» **Requirement**:
List each row that contains the word "iceberg", matching uppercase and lowercase letters.

» **Extracted records**:
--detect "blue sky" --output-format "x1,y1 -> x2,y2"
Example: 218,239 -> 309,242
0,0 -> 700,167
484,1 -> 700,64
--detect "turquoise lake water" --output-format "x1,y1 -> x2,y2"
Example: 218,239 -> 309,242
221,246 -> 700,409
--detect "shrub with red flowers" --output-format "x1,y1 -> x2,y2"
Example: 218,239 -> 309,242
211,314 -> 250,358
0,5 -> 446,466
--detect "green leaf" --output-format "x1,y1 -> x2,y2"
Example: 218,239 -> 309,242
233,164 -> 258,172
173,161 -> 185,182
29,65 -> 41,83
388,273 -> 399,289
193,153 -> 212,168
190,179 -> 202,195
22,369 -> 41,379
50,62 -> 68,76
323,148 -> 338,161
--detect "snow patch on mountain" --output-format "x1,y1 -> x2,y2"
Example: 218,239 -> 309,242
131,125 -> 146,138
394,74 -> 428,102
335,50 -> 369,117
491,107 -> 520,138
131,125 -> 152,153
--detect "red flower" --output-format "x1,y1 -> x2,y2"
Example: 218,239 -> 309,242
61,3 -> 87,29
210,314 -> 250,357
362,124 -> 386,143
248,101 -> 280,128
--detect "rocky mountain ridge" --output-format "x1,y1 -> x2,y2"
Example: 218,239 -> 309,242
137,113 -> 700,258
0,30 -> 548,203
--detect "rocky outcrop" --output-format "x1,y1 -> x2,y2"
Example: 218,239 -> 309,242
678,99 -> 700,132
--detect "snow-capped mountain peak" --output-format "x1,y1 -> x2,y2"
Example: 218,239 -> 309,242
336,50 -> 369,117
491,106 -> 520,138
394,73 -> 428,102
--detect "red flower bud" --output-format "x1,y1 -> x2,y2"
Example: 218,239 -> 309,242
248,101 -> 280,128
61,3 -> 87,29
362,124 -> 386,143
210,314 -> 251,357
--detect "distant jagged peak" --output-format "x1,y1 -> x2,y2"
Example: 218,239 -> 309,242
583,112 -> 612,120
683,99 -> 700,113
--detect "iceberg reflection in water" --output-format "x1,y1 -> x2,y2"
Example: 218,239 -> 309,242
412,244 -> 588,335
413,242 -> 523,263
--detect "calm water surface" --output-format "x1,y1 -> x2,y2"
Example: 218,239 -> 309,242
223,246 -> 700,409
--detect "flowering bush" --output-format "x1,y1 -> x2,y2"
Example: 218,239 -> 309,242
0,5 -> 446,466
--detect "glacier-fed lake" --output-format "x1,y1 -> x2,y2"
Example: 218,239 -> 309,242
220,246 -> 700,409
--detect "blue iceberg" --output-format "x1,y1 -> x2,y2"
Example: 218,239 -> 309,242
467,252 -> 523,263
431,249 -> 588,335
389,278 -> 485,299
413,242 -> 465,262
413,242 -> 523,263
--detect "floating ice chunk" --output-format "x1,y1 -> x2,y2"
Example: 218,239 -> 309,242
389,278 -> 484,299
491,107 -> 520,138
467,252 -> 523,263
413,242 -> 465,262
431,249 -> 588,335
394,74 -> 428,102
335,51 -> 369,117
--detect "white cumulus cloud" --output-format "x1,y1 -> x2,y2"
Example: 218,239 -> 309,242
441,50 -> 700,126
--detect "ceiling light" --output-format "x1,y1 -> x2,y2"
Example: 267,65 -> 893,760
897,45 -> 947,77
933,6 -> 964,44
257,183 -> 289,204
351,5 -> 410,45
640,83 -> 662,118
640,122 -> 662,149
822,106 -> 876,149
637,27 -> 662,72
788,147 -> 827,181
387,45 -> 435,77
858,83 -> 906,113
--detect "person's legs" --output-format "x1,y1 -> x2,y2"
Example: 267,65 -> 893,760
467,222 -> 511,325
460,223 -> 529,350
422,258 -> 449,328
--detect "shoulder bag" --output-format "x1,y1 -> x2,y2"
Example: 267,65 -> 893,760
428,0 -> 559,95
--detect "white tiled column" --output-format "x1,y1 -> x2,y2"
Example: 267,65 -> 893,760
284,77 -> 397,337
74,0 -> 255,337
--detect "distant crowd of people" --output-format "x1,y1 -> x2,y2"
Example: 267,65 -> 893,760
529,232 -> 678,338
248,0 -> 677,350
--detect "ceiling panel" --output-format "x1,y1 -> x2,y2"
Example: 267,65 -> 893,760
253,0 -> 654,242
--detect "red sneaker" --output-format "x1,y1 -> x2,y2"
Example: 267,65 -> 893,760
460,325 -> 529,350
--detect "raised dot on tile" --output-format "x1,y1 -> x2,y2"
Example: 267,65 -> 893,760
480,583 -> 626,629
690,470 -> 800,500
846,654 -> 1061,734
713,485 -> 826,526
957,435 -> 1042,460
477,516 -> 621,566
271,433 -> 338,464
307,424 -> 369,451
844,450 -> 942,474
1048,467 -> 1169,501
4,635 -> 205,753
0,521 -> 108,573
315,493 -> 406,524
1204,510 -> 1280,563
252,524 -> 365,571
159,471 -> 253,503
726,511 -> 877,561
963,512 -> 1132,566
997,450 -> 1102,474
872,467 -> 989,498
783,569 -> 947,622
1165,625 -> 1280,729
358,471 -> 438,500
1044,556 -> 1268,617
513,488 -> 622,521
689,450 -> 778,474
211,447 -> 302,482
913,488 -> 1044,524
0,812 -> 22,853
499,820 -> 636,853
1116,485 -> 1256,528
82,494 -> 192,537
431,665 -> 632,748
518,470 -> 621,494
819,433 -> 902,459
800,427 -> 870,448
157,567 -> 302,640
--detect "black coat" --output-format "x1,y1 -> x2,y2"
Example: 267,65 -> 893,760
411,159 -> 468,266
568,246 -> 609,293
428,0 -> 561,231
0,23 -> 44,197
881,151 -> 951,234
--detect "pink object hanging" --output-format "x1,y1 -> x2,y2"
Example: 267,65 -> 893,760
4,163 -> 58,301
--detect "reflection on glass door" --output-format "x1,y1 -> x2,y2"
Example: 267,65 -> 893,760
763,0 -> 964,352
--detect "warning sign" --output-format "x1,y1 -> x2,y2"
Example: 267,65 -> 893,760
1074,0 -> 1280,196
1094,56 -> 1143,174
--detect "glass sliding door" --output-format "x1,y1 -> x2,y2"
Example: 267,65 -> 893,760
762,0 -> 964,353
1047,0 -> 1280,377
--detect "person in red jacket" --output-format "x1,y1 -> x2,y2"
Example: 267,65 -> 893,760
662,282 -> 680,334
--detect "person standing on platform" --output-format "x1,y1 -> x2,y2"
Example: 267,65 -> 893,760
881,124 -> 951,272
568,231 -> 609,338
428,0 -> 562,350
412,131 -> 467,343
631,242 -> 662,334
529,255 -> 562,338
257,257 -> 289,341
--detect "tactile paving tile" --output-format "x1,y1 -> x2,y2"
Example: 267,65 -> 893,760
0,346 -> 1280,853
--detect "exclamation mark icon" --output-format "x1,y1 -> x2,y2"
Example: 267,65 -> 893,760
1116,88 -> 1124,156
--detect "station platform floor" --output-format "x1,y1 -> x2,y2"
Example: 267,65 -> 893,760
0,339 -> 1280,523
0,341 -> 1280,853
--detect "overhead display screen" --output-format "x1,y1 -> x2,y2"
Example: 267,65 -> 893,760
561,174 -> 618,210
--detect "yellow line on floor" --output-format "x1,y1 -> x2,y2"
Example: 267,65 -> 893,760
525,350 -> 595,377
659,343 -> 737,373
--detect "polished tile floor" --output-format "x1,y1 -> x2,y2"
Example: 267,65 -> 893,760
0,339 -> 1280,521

» **Result**:
--detect "iceberg reflection in water" --output-format "x1,y1 -> x2,y2"
--detect "blue iceberg" --output-format "x1,y1 -> x2,y2"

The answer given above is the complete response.